**What to work on:** Locate every line in the records that contains the string "moss", and copy each of those lines.

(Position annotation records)
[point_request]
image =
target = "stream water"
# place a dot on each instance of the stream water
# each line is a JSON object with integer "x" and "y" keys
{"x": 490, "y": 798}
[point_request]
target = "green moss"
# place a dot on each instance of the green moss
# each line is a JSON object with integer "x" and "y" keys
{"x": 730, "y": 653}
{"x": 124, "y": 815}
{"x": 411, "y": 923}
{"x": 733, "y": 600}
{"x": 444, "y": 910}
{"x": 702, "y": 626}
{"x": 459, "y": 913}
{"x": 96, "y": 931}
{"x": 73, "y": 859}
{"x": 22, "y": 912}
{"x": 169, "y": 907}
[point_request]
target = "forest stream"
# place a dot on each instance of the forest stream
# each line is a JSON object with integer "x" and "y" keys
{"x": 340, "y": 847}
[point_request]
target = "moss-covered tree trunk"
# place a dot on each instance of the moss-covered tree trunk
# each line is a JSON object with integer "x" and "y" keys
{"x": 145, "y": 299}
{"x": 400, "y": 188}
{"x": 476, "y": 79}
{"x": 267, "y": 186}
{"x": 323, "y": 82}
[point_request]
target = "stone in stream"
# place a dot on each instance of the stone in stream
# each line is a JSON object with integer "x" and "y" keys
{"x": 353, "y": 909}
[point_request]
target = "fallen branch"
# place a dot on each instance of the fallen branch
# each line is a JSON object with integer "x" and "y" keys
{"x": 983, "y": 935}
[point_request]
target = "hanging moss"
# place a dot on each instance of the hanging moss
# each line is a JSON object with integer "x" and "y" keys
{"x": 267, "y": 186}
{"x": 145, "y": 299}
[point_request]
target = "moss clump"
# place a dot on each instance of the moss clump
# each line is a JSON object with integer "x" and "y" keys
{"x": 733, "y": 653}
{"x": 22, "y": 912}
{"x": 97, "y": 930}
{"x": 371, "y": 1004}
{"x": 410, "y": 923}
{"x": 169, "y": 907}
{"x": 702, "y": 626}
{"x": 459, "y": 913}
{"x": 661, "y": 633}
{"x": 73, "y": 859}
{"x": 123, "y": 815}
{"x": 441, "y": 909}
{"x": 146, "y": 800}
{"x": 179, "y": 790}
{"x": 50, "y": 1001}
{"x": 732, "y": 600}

**Task answer:**
target = "green moss"
# place a dot on each instance of the green moss
target = "moss-covered tree trunk"
# place a dot on each instance of the moss-covered tree trunk
target = "hanging moss"
# place a dot on each instance of the hanging moss
target = "moss clump"
# place a dot on each instance of the moss clump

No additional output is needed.